## Problem to solve
All of the entries must appear again exactly as written.

------------------------------

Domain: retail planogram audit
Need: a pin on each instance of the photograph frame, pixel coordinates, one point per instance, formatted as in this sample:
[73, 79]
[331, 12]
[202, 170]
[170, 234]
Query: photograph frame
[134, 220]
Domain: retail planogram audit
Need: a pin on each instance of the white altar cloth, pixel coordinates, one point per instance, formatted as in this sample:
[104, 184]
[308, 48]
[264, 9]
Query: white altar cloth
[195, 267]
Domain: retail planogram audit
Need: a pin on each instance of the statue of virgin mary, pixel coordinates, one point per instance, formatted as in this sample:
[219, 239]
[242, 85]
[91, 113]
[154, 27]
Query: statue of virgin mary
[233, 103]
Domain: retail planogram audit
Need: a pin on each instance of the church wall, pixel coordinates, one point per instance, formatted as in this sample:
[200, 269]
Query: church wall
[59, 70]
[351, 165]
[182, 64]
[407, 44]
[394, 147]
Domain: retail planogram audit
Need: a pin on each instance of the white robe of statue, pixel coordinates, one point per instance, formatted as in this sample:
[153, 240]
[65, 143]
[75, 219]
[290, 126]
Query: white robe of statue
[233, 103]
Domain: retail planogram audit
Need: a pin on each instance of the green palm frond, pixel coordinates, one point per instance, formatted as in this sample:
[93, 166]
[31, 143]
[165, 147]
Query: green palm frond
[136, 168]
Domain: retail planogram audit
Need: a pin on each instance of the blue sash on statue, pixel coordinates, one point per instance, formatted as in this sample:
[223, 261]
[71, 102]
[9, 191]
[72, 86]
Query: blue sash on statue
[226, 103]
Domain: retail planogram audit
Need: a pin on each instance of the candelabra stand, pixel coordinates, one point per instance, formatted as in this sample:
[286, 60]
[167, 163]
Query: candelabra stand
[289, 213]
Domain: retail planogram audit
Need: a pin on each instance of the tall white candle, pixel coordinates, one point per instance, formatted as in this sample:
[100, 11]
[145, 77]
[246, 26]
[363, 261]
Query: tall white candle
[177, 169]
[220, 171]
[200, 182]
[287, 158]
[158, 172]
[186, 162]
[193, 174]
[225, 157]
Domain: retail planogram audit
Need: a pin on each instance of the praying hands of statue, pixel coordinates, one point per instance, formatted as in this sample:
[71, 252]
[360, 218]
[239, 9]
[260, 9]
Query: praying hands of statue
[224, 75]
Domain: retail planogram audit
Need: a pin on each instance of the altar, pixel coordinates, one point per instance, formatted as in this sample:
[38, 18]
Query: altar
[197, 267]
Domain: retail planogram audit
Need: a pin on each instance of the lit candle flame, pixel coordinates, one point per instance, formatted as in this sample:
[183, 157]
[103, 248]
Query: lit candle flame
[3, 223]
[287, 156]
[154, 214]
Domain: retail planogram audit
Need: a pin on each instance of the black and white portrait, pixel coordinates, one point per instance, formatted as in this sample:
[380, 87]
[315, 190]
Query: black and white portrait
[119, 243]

------------------------------

## Solved problem
Domain: retail planogram audit
Need: a pin on each instance of the photograph frame, pixel coordinates, one point per instance, formatted as in this sample:
[73, 79]
[331, 12]
[202, 170]
[170, 234]
Query: photograph frame
[134, 220]
Domain: retail planogram audit
Need: a pin on each instance of the white altar cloth, pixel coordinates, one point per instance, formatted as in this sample:
[104, 184]
[308, 48]
[264, 9]
Query: white altar cloth
[195, 267]
Domain: retail planogram audit
Need: a pin on each instance of the statue of virgin mary, pixel coordinates, one point per instance, formatted as in this sample:
[219, 239]
[242, 85]
[91, 113]
[154, 27]
Query: statue of virgin mary
[233, 103]
Domain: retail planogram audit
Need: a pin on each instance of the church wall, pixel coordinates, one point per instance, formatted as in this sample:
[200, 269]
Query: church wall
[59, 70]
[351, 165]
[182, 64]
[407, 44]
[394, 147]
Domain: retail planogram audit
Need: a pin on each instance of the white robe of statue, pixel coordinates, one point per instance, formatted as in this sample:
[153, 240]
[65, 143]
[75, 219]
[290, 126]
Query: white robe of statue
[233, 103]
Domain: retail planogram audit
Need: a pin on each instance of the green palm frond, pixel coordinates, one point per instance, formatted as in this sample:
[93, 166]
[31, 143]
[165, 147]
Query: green palm frond
[136, 168]
Domain: retail planogram audit
Need: a pin on each instance of the blue sash on statue, pixel coordinates, one point per instance, formatted as in this sample:
[223, 261]
[71, 102]
[9, 191]
[72, 86]
Query: blue sash on statue
[226, 103]
Domain: retail planogram audit
Need: a pin on each instance of the candelabra stand, pixel coordinates, one point per instance, formatted as in this sample:
[286, 60]
[167, 163]
Query: candelabra stand
[289, 213]
Domain: retail planogram audit
Need: a pin on each instance of the tall white candle, pixel coordinates, one point per instance, formatted as in this sample:
[100, 11]
[145, 77]
[246, 26]
[363, 261]
Query: tall white candle
[177, 169]
[220, 171]
[200, 182]
[287, 158]
[158, 172]
[186, 162]
[193, 174]
[225, 157]
Domain: retail planogram audit
Need: a pin on each instance of the praying hands of statue, pixel coordinates, one point per instance, formatted as in this sample:
[71, 252]
[360, 218]
[239, 9]
[260, 9]
Query: praying hands of statue
[224, 75]
Domain: retail planogram audit
Need: a pin on each instance of the altar, pixel coordinates, one point per instance, formatted as in this sample:
[38, 18]
Query: altar
[197, 267]
Domain: retail planogram audit
Need: a pin on each instance of the lit candle flame, pixel coordinates, one point per instance, formatted as in this sample:
[183, 157]
[103, 248]
Query: lit candle flame
[3, 223]
[287, 156]
[154, 214]
Domain: retail planogram audit
Need: a pin on each instance of the black and white portrait, pixel coordinates, one point per instance, formatted as in this sample:
[380, 87]
[315, 190]
Query: black and white portrait
[119, 243]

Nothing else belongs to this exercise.